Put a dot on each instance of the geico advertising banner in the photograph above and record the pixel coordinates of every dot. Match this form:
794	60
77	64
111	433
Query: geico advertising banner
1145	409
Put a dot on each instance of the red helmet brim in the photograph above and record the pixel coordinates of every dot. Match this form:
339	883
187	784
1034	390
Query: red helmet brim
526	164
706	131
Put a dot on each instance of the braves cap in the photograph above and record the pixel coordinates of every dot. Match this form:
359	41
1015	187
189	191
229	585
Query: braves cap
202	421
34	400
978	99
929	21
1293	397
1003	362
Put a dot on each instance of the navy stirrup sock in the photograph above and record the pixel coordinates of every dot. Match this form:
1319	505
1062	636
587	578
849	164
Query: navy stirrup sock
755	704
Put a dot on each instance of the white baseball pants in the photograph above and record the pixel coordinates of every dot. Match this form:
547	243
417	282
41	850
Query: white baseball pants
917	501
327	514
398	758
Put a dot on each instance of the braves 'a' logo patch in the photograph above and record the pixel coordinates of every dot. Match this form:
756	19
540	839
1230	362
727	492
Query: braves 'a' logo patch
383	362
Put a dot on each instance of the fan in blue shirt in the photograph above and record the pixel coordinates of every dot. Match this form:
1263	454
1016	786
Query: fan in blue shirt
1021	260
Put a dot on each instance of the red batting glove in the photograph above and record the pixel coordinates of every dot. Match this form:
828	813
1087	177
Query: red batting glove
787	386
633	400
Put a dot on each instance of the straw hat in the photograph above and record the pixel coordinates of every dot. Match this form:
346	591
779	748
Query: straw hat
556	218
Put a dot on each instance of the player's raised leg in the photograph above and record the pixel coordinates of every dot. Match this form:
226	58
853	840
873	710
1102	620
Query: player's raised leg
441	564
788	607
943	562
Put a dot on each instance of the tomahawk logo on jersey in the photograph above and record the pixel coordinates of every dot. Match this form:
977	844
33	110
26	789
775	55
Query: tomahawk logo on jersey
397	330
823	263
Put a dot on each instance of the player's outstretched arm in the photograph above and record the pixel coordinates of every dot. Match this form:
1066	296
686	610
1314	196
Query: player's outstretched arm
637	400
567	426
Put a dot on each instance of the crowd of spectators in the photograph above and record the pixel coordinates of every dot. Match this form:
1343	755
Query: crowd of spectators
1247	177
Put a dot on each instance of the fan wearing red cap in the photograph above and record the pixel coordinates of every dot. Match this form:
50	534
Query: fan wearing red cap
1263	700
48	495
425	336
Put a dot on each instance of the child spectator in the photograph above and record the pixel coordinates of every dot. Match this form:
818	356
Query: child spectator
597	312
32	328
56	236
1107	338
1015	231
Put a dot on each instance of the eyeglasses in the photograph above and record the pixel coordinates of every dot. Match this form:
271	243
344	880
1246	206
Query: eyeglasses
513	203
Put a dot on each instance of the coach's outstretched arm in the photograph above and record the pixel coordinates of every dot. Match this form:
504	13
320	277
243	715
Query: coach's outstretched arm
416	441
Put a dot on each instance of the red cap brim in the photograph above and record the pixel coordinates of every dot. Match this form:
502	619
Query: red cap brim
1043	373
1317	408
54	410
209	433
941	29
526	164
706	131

-*-

REQUIREMENT: Copy the rows from the one containing "Put a dot on each instance of the red cap" down through the last row, substituting "visor" for each occurrence of "brim" and leaving everything else unchanged.

EXPECTED ANSWER:
Put a dot on each instance of the red cap visor in the photograph above and record the pixel coordinates of every dot. Match this form:
502	619
Query: red cap visor
1043	373
1317	408
54	410
209	433
941	29
526	164
706	131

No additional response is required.